取り組む課題
1. 子宮筋腫の文章から、「子宮は一番外側が漿膜という膜」から「だけではなく、複数できることもあります。」までを一字も変えずに書き写せ。
2. 子宮筋腫の文章にある「医師が触診によって子宮や卵巣に腫れやしこりがないかなどを直接調べます。」という一文を英語に訳せ。
3. 子宮筋腫の文章によると、子宮の外側の漿膜との間にできる筋腫は何と呼ばれるか。

提供された抜粋
▼

TOPへ

子宮筋腫

子宮筋腫とは

子宮は一番外側が漿膜という膜で覆われ、その下には丈夫で柔軟性のある筋肉でできた子宮筋層が有り、内側は子宮内膜という粘膜の3層構造になっています。このうち子宮筋層にできる良性の腫瘍が子宮筋腫です。原因ははっきりとはしていませんが、女性ホルモンの一種であるエストロゲンの働きで大きくなっていきます。また、1つだけではなく、複数できることもあります。
子宮筋腫は婦人科の病気の中でも最も一般的なもので、エストロゲンに関連しているため、成熟期に入る30~40歳代に多く見られるようになり、成人女性の2~4割が子宮筋腫をもっているという報告もあります。
筋層のどの部分にできるかによって症状が異なるなどの特徴がありますが、閉経後はエストロゲンの分泌が低下するため、筋腫も小さくなり症状も軽くなっていきます。

子宮筋腫の発生場所と種類

子宮筋腫はできる場所によって症状などの特徴が異なります。そのため、筋層の内部の内膜側にできるものを粘膜下筋腫、筋層の内部にできるものを筋層内筋腫、外側の漿膜との間にできるものを漿膜下筋腫と3つに分類されています。

子宮筋腫の症状

  • 過多月経
  • 過長月経
  • 月経痛腹部腫瘤触知
  • 貧血

など

さらに子宮筋腫が大きくなると周囲臓器を圧迫し

症状があらわれず、健康診断などによって偶然発見される場合もあります。しかし、上記の様な症状があらわれたり、不妊や流早産を引き起こしたりすることもあります。症状は筋腫のできた部位や大きさによってあらわれ方も強さも様々です。

子宮筋腫の検査

問診

専門医が問診を行い、月経の状態や症状のあらわれ方などを詳しく伺います。

超音波検査

超音波検査によって子宮や卵巣の状態を詳しく観察します。経腟超音波検査が基本ですが、場合によっては腹部超音波検査で行うこともあります。

子宮エコー検査

内診

医師が触診によって子宮や卵巣に腫れやしこりがないかなどを直接調べます。

その他

子宮筋腫の位置を正確に把握し、その他の病気がないかを確認して、必要がある場合にはMRI検査などの画像検査を検討することもあります。

子宮筋腫の治療法

自覚症状が無く筋腫が小さい場合には、特に治療は行わず、経過観察とします。症状やできた部位、大きさなどによって治療が必要な場合は、患者様の年齢、症状の程度、妊娠・出産を希望するかを総合的に判断し、薬物療法や手術療法など最適なものを選んで治療を行います。

▲

情報
▼

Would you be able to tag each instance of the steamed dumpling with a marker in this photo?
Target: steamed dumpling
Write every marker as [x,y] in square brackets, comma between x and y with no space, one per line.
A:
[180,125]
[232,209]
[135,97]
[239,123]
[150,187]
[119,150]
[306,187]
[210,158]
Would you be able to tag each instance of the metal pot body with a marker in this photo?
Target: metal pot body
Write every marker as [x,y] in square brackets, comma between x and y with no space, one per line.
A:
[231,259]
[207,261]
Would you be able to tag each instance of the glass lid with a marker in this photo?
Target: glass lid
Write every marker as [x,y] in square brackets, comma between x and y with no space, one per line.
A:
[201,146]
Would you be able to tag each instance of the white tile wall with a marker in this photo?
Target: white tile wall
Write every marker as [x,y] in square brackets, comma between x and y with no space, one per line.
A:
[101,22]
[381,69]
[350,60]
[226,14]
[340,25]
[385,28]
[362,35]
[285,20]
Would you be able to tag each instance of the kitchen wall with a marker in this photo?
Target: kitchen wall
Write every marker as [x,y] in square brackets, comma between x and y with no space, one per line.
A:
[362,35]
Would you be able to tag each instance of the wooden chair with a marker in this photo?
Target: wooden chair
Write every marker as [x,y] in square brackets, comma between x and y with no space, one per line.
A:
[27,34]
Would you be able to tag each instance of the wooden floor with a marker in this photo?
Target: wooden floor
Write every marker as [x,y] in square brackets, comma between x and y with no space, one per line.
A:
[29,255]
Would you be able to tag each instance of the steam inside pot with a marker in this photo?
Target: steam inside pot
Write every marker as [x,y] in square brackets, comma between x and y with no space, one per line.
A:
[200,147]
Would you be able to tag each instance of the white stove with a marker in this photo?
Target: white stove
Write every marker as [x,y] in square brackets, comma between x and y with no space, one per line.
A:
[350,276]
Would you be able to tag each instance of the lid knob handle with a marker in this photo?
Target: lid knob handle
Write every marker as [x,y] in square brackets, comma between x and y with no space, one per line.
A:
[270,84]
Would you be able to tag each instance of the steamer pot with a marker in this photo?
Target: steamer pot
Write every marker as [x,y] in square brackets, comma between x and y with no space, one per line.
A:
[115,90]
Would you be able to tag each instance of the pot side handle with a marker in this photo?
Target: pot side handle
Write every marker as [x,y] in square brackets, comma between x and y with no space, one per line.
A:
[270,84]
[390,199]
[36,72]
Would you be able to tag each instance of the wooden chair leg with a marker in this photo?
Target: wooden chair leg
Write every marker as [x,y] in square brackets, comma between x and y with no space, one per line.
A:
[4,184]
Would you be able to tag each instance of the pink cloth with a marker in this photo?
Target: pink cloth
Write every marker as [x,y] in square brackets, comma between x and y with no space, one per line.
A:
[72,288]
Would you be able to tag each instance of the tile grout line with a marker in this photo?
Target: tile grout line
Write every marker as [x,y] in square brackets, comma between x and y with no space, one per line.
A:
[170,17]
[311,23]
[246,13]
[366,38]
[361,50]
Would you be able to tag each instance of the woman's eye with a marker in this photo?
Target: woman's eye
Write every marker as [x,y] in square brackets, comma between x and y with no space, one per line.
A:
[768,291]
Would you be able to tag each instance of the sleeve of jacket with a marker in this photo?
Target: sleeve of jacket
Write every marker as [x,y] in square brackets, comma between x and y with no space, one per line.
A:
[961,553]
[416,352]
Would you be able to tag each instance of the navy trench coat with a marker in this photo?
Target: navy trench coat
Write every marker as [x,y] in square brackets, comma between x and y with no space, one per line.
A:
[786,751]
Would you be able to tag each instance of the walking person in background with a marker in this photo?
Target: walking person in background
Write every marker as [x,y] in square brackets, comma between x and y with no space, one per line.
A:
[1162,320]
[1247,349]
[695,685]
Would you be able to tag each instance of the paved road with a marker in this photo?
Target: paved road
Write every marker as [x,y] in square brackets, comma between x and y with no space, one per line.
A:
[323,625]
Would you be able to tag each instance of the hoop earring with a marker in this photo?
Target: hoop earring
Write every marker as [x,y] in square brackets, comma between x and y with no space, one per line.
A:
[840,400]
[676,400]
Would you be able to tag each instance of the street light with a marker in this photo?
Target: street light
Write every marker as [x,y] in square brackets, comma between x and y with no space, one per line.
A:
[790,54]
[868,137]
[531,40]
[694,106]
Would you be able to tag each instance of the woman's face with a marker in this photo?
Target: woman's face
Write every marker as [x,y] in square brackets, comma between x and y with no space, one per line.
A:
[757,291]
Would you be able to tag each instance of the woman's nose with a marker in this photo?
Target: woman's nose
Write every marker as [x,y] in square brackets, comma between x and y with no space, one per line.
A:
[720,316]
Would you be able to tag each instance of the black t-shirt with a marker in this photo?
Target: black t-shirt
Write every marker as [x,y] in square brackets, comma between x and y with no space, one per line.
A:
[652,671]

▲

課題の解答
1.
子宮は一番外側が漿膜という膜で覆われ、その下には丈夫で柔軟性のある筋肉でできた子宮筋層が有り、内側は子宮内膜という粘膜の3層構造になっています。このうち子宮筋層にできる良性の腫瘍が子宮筋腫です。原因ははっきりとはしていませんが、女性ホルモンの一種であるエストロゲンの働きで大きくなっていきます。また、1つだけではなく、複数できることもあります。

2. The doctor directly checks the uterus and ovaries by palpation for things such as swelling or lumps.

3. 漿膜下筋腫